** DATA follows **

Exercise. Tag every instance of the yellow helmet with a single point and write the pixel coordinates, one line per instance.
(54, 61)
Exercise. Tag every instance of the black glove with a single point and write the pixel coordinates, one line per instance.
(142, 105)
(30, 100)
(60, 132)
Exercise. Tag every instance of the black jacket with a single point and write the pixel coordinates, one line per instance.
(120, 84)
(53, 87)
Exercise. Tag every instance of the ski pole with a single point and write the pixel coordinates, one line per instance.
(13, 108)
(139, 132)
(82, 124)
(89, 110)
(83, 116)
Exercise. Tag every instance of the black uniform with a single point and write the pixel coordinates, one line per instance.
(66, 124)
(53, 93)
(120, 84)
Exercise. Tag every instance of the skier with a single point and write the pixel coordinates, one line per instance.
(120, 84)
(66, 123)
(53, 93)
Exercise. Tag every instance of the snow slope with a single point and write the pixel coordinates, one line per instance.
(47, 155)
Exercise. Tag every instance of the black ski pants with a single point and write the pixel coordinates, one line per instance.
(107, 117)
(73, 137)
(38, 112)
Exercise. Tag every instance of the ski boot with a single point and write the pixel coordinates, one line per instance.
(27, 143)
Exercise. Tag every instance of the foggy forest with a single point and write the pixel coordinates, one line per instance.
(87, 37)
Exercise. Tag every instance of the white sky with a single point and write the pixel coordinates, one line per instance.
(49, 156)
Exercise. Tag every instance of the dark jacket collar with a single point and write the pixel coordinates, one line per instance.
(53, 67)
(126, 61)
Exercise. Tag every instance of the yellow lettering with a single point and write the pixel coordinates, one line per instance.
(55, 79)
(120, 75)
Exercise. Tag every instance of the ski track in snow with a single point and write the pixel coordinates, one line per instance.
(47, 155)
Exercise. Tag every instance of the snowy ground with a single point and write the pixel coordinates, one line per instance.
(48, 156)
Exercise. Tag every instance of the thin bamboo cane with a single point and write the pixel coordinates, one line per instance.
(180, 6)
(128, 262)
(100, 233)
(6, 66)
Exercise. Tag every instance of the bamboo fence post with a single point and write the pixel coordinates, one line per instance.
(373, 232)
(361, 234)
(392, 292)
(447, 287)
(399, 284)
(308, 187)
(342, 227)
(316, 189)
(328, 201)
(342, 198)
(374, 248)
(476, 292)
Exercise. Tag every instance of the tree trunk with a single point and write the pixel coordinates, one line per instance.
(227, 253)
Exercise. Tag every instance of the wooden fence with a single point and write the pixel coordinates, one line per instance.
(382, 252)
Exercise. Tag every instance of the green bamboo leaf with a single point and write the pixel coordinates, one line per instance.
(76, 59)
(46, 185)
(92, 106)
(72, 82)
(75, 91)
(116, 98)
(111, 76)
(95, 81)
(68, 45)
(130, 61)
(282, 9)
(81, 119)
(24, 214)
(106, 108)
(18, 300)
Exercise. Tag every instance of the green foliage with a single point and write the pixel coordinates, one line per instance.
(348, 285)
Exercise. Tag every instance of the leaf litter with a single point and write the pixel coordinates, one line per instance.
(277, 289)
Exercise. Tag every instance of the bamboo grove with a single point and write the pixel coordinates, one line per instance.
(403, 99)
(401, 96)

** End of DATA **

▶ **TASK DETAILS**:
Output every line of the data again, exactly.

▶ **EXERCISE SOLUTION**:
Exercise. Tag every instance of the yellow helmet with a single point and write the pixel coordinates, one line per instance.
(54, 61)
Exercise. Tag every instance of the black glove with a single point and write the pixel coordinates, one line per instance.
(142, 105)
(30, 100)
(60, 132)
Exercise. Tag every instance of the black jacket with a single point and write the pixel coordinates, one line per instance.
(120, 84)
(53, 87)
Exercise. Tag every instance of the ski pole with a single point and write the pixel coordinates, one line per instance.
(13, 108)
(139, 132)
(82, 124)
(89, 110)
(83, 116)
Exercise. Tag every instance of the black uniform with a single point and write the pixel coordinates, one line per instance.
(66, 124)
(53, 93)
(120, 84)
Exercise. Tag every instance of the skier with a single point and write the pixel coordinates, one line per instance.
(120, 84)
(66, 123)
(53, 93)
Exercise. Tag every instance of the snow slope with a single point and write the pixel coordinates, one line per instance.
(47, 155)
Exercise. Tag every instance of the black ski pants with a single point and write the pixel coordinates, one line per instance.
(107, 117)
(73, 137)
(38, 112)
Exercise. Tag every instance of the ski boot with a single point and write the pixel coordinates, one line per instance.
(27, 143)
Exercise. Tag every instance of the foggy forest with a single point and write the pixel coordinates, one line per instance.
(87, 37)
Exercise. Tag every instance of the white sky with a single point and write the pixel coordinates, one line per instance.
(49, 156)
Exercise. Tag every instance of the dark jacket collar with a single point and write the pixel coordinates, one line per instance.
(53, 67)
(126, 61)
Exercise. Tag every instance of the yellow lettering with a single point and write the pixel coordinates, one line per instance.
(55, 79)
(120, 75)
Exercise. Tag every instance of the ski track in snow with a single point and write the pixel coordinates, one line per instance.
(47, 155)
Exercise. Tag every instance of the snowy ground with a single point and write the pixel coordinates, one line per instance.
(48, 156)
Exercise. Tag every instance of the thin bamboo cane with a single point and write the pixel coordinates, one line per instance.
(180, 6)
(128, 262)
(100, 233)
(6, 66)
Exercise. Tag every instance of the bamboo fence post with a single point and write the pixel coordinates, one line per instance.
(373, 232)
(361, 234)
(392, 292)
(447, 287)
(399, 284)
(308, 187)
(342, 227)
(316, 189)
(328, 201)
(342, 198)
(374, 248)
(476, 292)
Exercise. Tag every instance of the tree trunk with a single point and write the pixel coordinates, one line per instance.
(227, 253)
Exercise. Tag every instance of the wooden fence with a single point and write the pixel coordinates, one line per instance.
(382, 252)
Exercise. Tag every instance of the green bamboo leaf with a single point and write the pixel coordinates, one line per instance.
(76, 59)
(46, 185)
(92, 106)
(72, 82)
(75, 91)
(116, 98)
(111, 76)
(95, 81)
(68, 45)
(130, 61)
(282, 9)
(81, 119)
(24, 214)
(106, 108)
(18, 300)
Exercise. Tag every instance of the green foliage with a single point and write the pixel coordinates, one line per instance.
(348, 285)
Exercise. Tag every instance of the leaf litter with a single point and write the pixel coordinates, one line per instance.
(277, 289)
Exercise. Tag every instance of the bamboo grove with a single point and write the pixel coordinates, one line per instance.
(403, 99)
(401, 96)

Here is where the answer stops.